Then I got asked a question for which there was no good answer. I was meeting for coffee one Saturday morning with one of the men in our church, probably about a year after our church started. He asked me what book he could read that would explain what we were all about. I think I laughed out loud, and am still laughing today, because there isn’t just one (except the Bible, of course, though who doesn’t say that?).
Our church is not a purebred anything. In terms of our theology and philosophy of ministry, we are not just a mix, we are a mutt. Some might actually call us a mess. We love the truth, but we also think that relationships and fellowship in love is the aim of the truth. We love the fundamentals, we even love the Fundamentalists, and we’d hug them if they hadn’t isolated themselves away from everyone. We believe that the greatest commandment is to love God, not be right about Him, but we also think that affections are supposed to be driven and directed by doctrine. We do not fall into the Bible-study-at-all-costs camp, nor would we pitch our tent in the doctrine-divides camp.
We have a high view of the pastoral office, so much so that we invite everyone have a close look at it. We asked all our men to read a book on eldership and talk through it together before we officially affirmed the first board. We are an elder-rule church, and we also expect every shepherd to remember that he is a sheep and to participate alongside—like, you know, even talk with—others in the flock.
We believe in the sovereignty of God, the Solas of the Reformation, and the Five Points of Calvinism so much so that we have a heart hernia; our Reformed organ is so large that it tries to protrude through the muscle wall. We also think that the Reformers didn’t go far enough, perhaps because many of them were just trying to get themselves not dead. We are Reformed and still reforming.
We believe something uniquely supernatural happens when the church assembles for worship, and that the whole assembly is worshipping the whole time we’re together. We believe that good liturgy should be more than singing a couple songs to get ready for the sermon, listening to the sermon, then singing a song to respond to the sermon. We also think that liturgy connects us to previous generations of saints, and yet we don’t parrot their words, we want to define what we mean by “saints,” and we would never include an icon to help us worship.
We usually have verse-by-verse preaching, but we don’t do verse-by-verse-Bible-study small groups. We use air war (public) and ground war (house by house) tactics in the battle of discipleship.
We think the rapture could happen at any moment and also that adultolescent men should get off their mom’s wifi and out of her basement and start families, businesses, and do stuff because of the rapture. We think kids can love the Lord when they are still quite young, yet we won’t baptize them until they can profess it.

We think wine is a gift from God but not because we demand to exercise our Christian liberty. We believe in feasting and fasting. We care about politics because we think Jesus is the King of kings. We believe in the Trinity, in the gospel of forgiveness, and that we really should get along with one another.

◆ ◆ ◆ ◆ ◆

#### [DIRECTIVE]
Reproduce word for word the stretch of the church passage from "We believe in the sovereignty" through "and still reforming.".

#### [GIVEN DATA]
◆ ◆ ◆ ◆ ◆

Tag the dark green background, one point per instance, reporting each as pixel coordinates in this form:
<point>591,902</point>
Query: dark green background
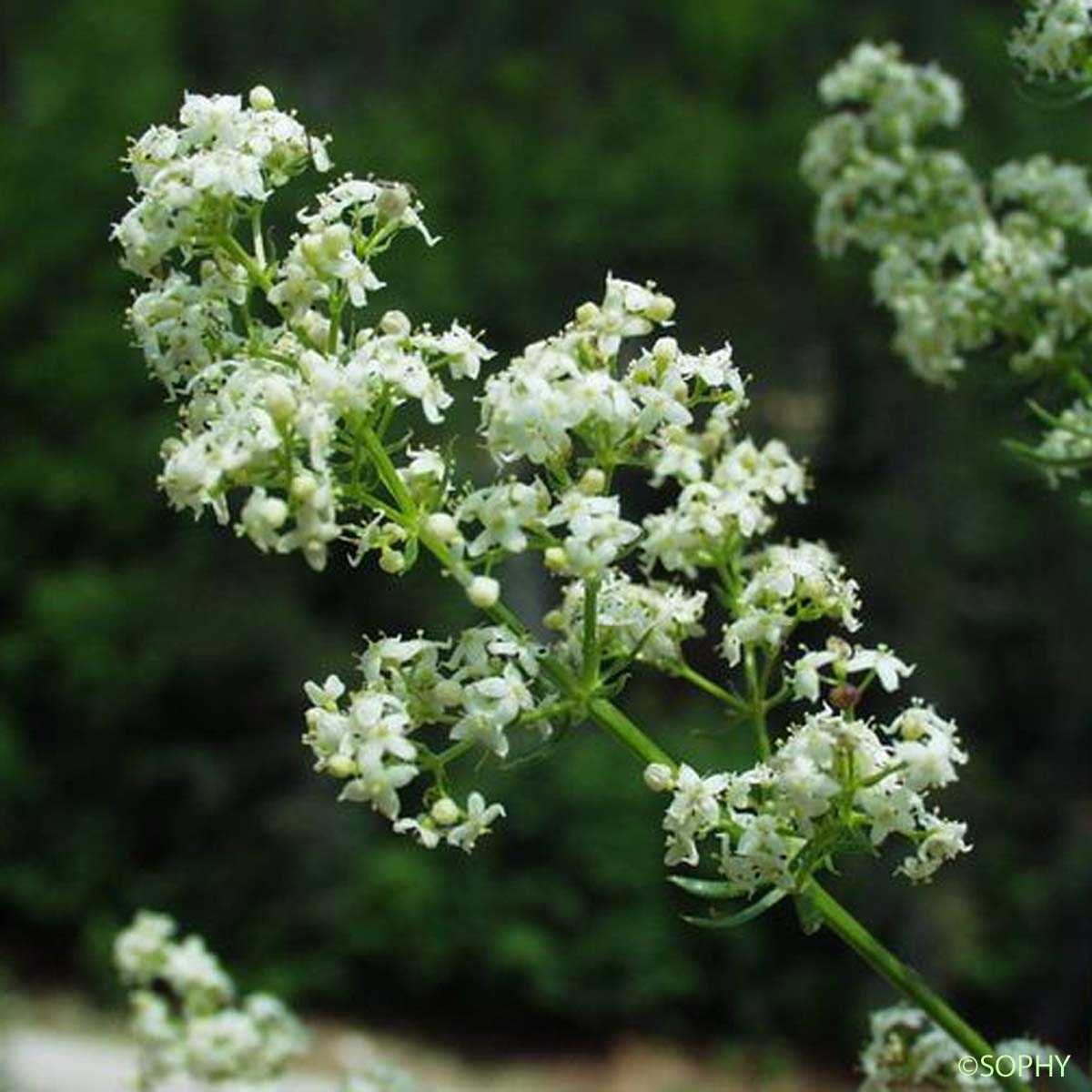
<point>150,667</point>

◆ ◆ ◆ ◆ ◆

#### [EXERCISE ANSWER]
We believe in the sovereignty of God, the Solas of the Reformation, and the Five Points of Calvinism so much so that we have a heart hernia; our Reformed organ is so large that it tries to protrude through the muscle wall. We also think that the Reformers didn’t go far enough, perhaps because many of them were just trying to get themselves not dead. We are Reformed and still reforming.